**TEXTE SOURCE:**

· · · ·

Il serait temps. Étranglé par une fiscalité trop lourde (avec notamment un taux de TVA de 17,6 %, contre 7 % pour les autres formes de spectacles) le cinéma a surtout jusqu'ici cherché de l'aide du côté des pouvoirs publics. Sans aucun succès : cette année encore, le Plan d'Ornano, d'ailleurs fort peu concret, et annoncé juste avant les élections, risque fort, changement de ministre aidant, de rester en l'état de vœu pieux. Mieux vaudrait, pour les professionnels du 7e art, une solide autocritique : si leurs films n'ont pas de succès, c'est peut-être parce qu'ils ne sont pas très bons ?

· · · ·

**DONNÉES ENREGISTRÉES:**
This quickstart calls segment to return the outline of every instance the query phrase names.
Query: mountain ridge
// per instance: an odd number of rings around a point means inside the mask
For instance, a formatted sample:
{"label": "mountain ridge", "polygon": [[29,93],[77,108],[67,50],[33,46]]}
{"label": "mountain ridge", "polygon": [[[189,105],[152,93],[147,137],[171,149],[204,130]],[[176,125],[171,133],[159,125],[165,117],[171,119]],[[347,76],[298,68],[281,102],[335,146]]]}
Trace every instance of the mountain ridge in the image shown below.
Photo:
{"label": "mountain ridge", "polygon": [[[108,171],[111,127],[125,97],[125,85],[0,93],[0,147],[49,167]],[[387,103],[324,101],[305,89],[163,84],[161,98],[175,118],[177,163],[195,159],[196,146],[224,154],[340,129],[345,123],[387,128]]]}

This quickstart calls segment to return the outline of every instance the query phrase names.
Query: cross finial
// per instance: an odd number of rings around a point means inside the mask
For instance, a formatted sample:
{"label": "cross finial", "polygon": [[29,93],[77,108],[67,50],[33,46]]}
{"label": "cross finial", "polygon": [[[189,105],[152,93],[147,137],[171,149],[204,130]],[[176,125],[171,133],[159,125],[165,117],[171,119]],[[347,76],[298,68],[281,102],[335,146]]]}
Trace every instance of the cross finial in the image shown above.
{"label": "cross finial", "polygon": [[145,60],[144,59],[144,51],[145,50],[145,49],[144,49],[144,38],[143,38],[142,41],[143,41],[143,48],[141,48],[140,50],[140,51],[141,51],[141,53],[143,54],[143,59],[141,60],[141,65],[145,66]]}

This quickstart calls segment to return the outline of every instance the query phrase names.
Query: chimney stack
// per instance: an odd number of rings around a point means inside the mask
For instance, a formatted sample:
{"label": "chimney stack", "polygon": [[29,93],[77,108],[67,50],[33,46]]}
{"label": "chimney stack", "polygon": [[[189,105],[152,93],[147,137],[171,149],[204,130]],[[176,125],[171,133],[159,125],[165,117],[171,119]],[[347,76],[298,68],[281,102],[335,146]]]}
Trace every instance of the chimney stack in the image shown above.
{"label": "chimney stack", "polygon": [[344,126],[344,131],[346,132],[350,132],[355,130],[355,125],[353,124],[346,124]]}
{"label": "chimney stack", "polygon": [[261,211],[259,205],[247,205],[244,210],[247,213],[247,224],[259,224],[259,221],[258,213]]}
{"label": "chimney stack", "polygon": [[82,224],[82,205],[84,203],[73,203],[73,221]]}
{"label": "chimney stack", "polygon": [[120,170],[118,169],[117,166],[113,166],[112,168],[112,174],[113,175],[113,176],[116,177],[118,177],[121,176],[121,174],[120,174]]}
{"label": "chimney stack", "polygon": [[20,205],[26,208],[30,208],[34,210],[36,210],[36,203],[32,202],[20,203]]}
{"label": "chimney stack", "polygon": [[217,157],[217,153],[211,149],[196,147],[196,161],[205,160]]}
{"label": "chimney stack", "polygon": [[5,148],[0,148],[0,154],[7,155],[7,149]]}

· · · ·

**TRAVAIL À FAIRE:**
1. Répondez à ces questions d'après le texte sur le cinéma :
(a) Quel taux de TVA s'applique au cinéma ?
(b) Quel taux s'applique aux autres formes de spectacles ?
(c) Quel plan a été annoncé juste avant les élections ?
2. Relevez tout ce que le texte sur le cinéma affirme au sujet du Plan d'Ornano.
3. Poursuivez le texte sur le cinéma après sa dernière phrase.

**CORRIGÉ DES EXERCICES:**
1.
(a) 17,6 %
(b) 7 %
(c) Le Plan d'Ornano

2.
- Il est fort peu concret.
- Il a été annoncé juste avant les élections.
- Il risque fort, changement de ministre aidant, de rester en l'état de vœu pieux.

3.
On ne peut, désormais, nier la crise d'inspiration du cinéma français. On a pu croire un moment que le salut viendrait de Molière, avec la fresque d'Ariane Mnouchkine chargée du lourd honneur de représenter la France à Cannes. Espoir déçu... Et, une fois de plus, à part un demi-prix d'interprétation attribué à Isabelle Huppert pour son rôle dans Violette Nozière, de Claude Chabrol, la France est absente du palmarès de cette manifestation, qui reste la plus importante pour le 7e art du monde entier.

France

D'une production honorable, mais globalement grise, c'est une première œuvre qui sort du lot. Film événement, moins pour ses qualités que pour sa fabuleuse réussite commerciale. Diabolo menthe, coiffant sur le poteau du box-office toutes les autres œuvres françaises, restera dans les annales de la production comme un joli coup de poker. Un auteur inconnu (ancienne comédienne), Diane Kurys, pas de vedettes, un tout petit budget : cette chronique, fraîche et sensible, de la vie lycéenne des années 60, interprétée par deux adolescentes très naturelles, réédite l'exploit de À nous les petites Anglaises.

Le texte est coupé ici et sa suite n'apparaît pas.